### [Work item]
Each line at or after the one containing "Query: camera strap" should be transcribed exactly, up to and including the final line of the data.

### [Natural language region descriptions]

[Start of section]

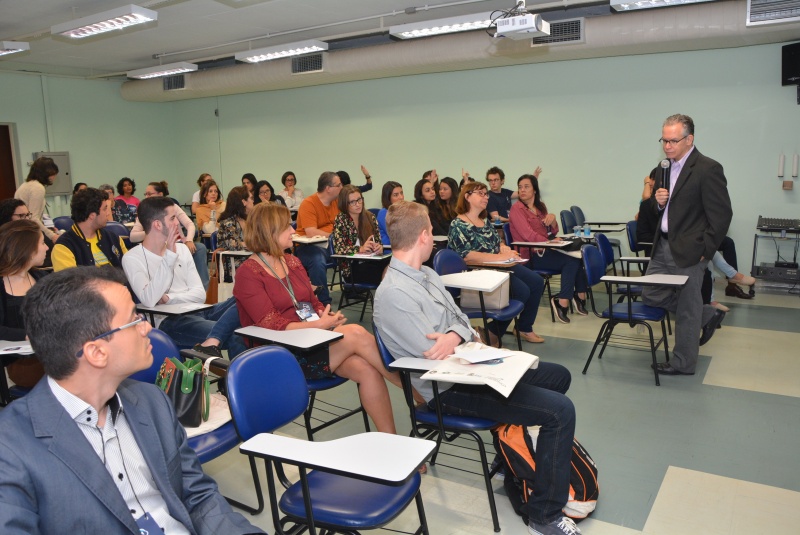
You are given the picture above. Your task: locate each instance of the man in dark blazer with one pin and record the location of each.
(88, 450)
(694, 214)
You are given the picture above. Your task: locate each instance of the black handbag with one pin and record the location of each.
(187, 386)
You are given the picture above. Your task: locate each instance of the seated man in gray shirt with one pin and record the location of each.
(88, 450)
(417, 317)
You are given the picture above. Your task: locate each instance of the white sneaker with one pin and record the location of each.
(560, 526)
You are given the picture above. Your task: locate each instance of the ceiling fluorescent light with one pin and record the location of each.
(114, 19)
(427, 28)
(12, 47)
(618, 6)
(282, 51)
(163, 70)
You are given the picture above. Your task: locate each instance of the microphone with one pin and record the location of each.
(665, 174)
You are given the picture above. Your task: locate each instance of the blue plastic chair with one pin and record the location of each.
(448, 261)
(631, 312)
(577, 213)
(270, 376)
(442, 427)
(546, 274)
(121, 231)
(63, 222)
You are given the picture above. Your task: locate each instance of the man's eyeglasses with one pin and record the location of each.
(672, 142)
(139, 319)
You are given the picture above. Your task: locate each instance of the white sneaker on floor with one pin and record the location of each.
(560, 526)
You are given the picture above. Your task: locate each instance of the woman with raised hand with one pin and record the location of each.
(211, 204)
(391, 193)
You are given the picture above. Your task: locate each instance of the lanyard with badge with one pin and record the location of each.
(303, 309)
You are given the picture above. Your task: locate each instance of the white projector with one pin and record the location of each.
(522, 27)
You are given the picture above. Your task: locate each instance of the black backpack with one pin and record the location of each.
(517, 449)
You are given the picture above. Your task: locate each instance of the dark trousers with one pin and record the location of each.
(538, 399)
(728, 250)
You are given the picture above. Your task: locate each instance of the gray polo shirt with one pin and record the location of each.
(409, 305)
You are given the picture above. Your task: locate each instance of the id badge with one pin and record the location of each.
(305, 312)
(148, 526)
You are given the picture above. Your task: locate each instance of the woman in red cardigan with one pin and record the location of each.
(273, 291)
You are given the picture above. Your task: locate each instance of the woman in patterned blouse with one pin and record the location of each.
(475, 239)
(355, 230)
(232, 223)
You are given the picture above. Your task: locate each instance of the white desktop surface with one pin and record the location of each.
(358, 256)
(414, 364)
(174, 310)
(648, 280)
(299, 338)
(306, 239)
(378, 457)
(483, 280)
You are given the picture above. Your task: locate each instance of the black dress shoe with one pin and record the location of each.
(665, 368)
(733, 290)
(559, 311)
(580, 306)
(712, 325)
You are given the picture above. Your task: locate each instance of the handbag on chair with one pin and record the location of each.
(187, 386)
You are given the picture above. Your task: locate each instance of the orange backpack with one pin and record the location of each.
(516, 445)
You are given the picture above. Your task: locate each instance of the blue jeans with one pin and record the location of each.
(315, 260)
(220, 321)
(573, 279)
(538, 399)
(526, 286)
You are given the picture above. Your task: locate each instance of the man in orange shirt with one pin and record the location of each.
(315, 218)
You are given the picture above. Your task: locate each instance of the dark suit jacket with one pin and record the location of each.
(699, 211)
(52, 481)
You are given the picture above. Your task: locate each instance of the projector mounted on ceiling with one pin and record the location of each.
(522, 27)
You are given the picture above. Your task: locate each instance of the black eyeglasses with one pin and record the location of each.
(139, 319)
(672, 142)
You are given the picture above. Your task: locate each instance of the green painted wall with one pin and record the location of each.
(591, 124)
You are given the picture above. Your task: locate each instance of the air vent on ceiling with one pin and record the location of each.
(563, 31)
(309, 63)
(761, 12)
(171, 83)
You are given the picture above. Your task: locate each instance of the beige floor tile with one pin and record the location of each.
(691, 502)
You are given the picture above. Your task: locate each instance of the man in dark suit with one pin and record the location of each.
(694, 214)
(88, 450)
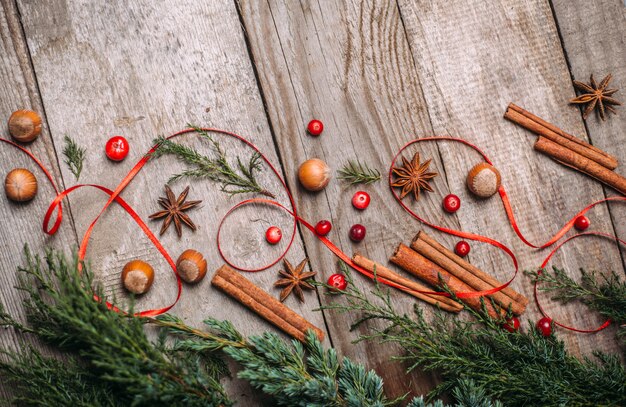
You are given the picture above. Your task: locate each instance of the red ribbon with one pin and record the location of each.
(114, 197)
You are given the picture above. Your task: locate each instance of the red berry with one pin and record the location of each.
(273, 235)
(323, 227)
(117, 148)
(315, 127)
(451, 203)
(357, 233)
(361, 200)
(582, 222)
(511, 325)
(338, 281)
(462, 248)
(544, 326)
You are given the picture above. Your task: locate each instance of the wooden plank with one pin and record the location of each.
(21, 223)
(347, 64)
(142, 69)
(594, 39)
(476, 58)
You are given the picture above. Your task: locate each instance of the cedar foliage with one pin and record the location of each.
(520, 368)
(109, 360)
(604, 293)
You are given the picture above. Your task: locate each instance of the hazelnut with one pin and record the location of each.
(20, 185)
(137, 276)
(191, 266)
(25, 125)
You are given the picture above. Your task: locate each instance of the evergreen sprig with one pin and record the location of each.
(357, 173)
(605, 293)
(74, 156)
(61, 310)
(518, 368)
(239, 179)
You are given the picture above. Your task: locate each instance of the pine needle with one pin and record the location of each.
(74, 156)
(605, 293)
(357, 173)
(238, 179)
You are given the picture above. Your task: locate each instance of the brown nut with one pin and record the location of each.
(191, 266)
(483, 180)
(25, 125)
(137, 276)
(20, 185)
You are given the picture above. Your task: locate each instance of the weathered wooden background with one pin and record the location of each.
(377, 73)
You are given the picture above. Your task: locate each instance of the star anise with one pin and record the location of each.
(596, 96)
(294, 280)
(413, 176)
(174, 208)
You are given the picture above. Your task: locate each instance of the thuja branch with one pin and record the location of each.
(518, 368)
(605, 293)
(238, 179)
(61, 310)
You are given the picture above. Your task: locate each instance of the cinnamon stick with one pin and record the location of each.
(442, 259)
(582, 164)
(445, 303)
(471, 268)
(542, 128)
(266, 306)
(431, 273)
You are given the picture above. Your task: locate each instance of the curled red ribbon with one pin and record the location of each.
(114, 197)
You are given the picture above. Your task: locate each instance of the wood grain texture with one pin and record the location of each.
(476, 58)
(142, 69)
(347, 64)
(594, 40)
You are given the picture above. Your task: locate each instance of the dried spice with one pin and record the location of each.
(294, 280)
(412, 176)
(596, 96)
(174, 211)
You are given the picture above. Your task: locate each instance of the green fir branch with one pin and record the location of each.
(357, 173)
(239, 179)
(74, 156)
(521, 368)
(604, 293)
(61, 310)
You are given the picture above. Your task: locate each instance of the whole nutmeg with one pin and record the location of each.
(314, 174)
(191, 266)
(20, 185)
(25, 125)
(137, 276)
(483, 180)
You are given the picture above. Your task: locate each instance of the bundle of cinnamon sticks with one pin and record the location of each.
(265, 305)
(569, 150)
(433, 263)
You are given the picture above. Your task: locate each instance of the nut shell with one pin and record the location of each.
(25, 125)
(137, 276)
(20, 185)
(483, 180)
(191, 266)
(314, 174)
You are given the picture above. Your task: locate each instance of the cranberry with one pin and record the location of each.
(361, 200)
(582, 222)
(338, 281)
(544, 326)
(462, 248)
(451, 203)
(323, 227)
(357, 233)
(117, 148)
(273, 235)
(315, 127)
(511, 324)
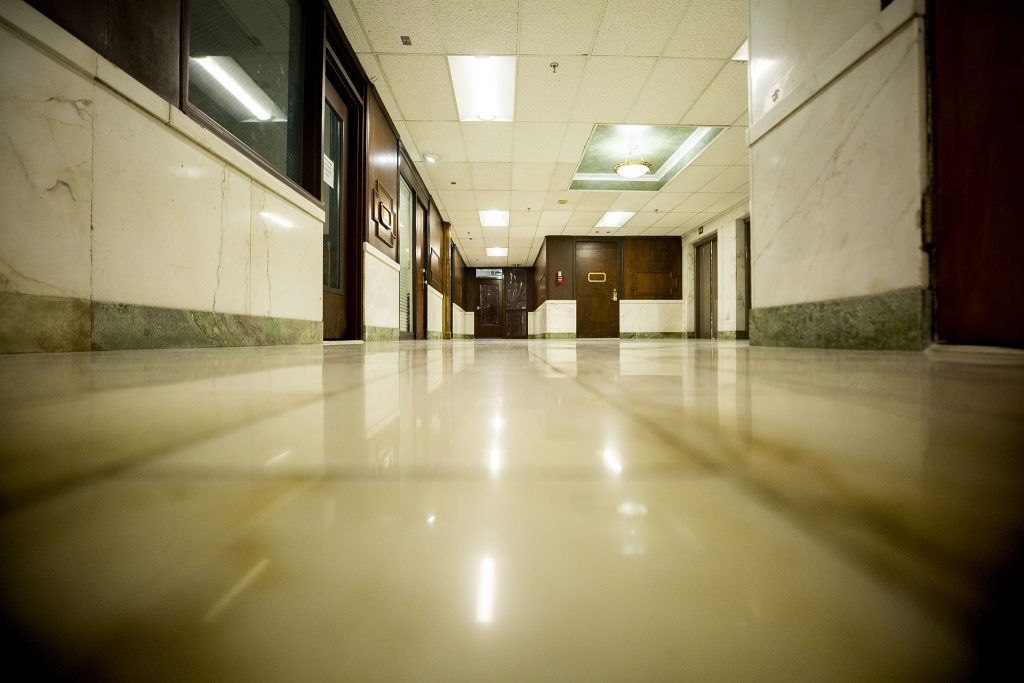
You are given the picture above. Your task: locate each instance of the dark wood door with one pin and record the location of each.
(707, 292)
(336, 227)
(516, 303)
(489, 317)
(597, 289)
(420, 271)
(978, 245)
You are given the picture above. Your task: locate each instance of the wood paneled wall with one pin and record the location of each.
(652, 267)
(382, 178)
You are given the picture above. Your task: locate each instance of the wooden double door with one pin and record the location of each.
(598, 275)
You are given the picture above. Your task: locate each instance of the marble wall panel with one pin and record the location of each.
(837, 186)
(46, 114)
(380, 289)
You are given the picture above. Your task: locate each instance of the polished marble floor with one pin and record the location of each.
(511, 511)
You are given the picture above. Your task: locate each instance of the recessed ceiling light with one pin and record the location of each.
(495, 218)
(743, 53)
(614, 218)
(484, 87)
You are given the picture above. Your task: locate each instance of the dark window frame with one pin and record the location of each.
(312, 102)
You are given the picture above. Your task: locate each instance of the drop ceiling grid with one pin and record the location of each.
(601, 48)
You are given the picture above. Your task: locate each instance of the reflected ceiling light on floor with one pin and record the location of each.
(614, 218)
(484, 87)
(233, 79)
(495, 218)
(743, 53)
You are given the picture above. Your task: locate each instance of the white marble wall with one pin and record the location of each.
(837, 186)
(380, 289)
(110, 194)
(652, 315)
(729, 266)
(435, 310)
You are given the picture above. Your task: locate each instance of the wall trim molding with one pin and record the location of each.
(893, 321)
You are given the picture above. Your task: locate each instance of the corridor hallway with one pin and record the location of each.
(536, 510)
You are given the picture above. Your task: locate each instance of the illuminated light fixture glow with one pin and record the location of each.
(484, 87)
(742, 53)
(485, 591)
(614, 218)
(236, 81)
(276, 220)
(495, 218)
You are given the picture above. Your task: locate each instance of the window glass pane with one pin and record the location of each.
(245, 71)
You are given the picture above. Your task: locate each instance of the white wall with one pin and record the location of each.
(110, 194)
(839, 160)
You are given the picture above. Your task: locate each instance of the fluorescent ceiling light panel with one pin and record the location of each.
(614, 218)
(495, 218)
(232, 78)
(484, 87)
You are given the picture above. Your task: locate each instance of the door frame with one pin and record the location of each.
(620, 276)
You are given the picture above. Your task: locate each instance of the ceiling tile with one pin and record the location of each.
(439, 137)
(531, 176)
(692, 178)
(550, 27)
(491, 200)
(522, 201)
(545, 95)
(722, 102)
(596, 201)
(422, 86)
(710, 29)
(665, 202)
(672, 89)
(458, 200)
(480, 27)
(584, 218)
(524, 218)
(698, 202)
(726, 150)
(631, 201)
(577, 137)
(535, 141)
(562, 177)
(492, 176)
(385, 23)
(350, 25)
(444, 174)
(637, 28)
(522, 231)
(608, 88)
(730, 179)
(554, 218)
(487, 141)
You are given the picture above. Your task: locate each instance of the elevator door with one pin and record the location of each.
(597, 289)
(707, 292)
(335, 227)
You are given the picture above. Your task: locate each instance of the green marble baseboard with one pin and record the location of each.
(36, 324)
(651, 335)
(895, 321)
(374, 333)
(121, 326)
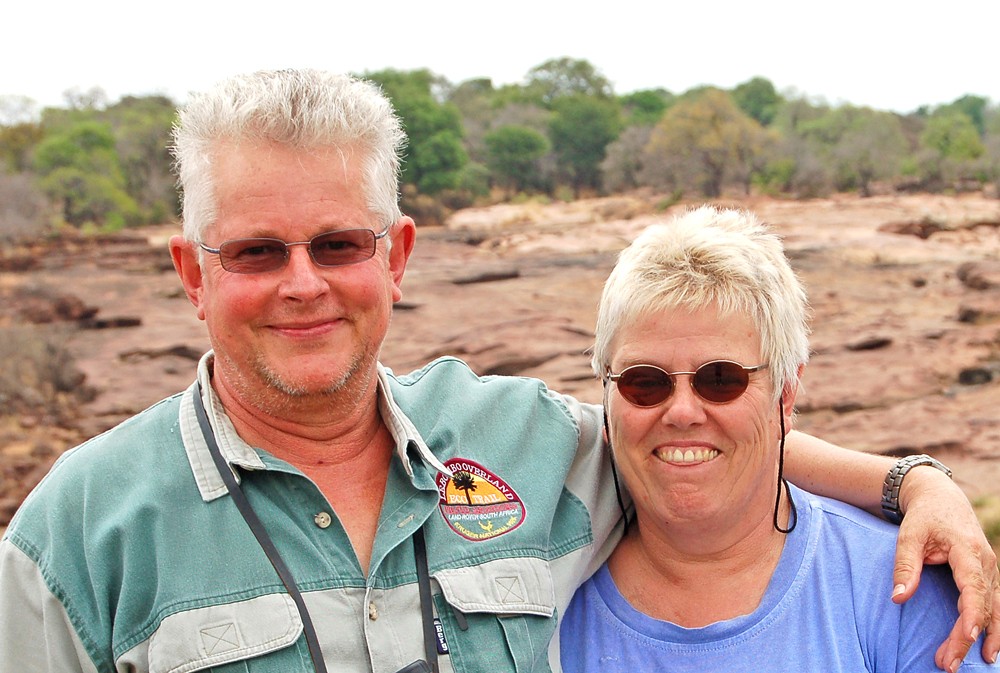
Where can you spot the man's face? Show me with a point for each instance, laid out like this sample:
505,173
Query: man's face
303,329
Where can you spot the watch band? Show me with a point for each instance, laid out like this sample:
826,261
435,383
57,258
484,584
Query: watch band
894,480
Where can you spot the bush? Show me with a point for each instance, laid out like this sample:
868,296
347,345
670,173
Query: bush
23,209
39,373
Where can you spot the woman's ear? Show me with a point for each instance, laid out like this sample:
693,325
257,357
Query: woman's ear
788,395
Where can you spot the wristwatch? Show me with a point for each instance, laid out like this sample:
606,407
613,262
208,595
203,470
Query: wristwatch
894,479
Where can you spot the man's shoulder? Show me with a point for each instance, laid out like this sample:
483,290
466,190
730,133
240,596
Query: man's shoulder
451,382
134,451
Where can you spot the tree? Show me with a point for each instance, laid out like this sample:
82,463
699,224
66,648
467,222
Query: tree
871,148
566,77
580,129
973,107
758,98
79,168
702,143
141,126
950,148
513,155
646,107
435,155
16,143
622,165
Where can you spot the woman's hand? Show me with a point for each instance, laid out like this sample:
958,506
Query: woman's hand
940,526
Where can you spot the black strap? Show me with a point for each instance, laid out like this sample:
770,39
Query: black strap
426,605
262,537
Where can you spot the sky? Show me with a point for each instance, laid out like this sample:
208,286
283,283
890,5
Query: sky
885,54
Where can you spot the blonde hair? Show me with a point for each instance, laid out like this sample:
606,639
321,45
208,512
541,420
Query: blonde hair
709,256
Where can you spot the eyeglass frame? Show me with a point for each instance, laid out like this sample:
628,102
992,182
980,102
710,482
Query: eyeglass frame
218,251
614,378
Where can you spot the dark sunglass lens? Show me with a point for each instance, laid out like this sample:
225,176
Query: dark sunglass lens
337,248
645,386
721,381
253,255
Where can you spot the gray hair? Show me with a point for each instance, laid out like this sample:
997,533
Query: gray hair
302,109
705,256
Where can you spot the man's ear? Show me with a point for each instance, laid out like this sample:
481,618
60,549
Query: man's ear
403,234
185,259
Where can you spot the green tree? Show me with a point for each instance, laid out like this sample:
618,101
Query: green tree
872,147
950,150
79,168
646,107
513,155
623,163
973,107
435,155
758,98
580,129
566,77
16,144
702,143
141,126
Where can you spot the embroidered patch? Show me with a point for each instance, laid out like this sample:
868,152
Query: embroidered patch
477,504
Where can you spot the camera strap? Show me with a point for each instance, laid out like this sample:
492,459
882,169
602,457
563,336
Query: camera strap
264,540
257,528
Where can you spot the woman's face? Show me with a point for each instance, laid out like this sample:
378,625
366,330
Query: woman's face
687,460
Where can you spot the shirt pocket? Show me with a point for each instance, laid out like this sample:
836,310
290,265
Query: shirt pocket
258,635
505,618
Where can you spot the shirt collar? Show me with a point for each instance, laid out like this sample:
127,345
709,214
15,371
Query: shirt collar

[End of section]

### [Answer section]
Query: camera strap
264,540
257,528
Where can you spot the woman's face? Show me with a point for each instance, laid out like this sample:
378,625
366,330
Query: woman's face
687,460
Where can you spot the shirt pocket? Show me with a point for each instance, laid out like this sample:
836,310
290,265
Query: shirt pocket
258,635
505,618
Where can you spot the shirt collar? Show me with a point for each instance, laid out like this sample:
127,345
709,214
15,371
Query: shirt collar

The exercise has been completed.